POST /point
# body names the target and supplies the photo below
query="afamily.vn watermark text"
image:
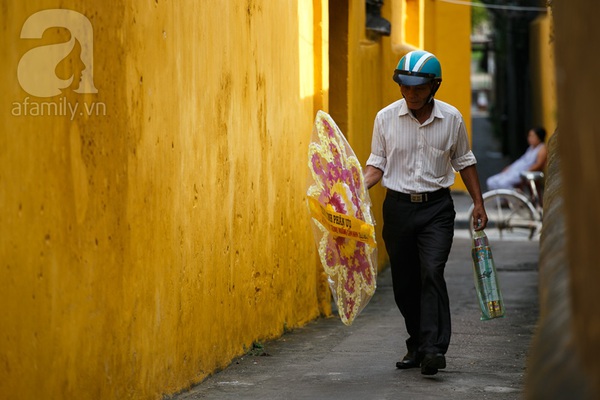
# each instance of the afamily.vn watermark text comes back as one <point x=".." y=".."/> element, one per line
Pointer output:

++++

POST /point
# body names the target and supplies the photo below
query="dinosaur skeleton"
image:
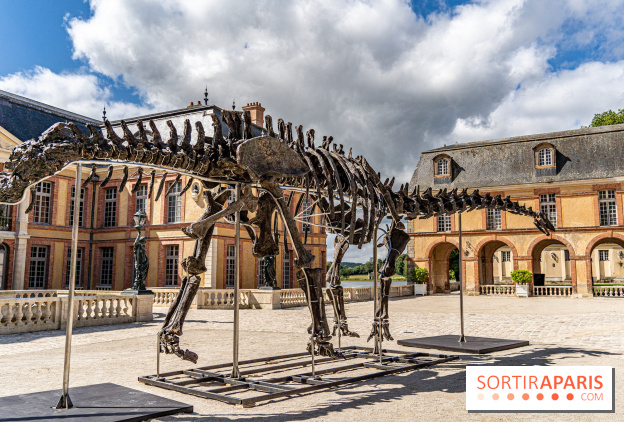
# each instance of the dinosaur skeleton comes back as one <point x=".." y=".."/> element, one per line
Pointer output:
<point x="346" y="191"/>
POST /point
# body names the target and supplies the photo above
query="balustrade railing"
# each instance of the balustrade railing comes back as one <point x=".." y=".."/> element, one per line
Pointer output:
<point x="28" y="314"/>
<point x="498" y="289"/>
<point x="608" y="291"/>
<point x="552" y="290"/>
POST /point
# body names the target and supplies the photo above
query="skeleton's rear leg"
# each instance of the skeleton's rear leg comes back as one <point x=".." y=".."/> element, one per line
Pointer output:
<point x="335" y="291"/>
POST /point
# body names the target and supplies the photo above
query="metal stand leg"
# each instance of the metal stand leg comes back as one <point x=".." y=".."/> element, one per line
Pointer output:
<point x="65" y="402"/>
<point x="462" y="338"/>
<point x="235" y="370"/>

++++

--- REQUIRED WORK ---
When a line in the material contains the string "railing", copy that line.

--- ANSWER TO THIS TASK ---
query="balustrade railing"
# each instance of the balustrade railing comes back as one <point x=".." y=".."/> element, one per line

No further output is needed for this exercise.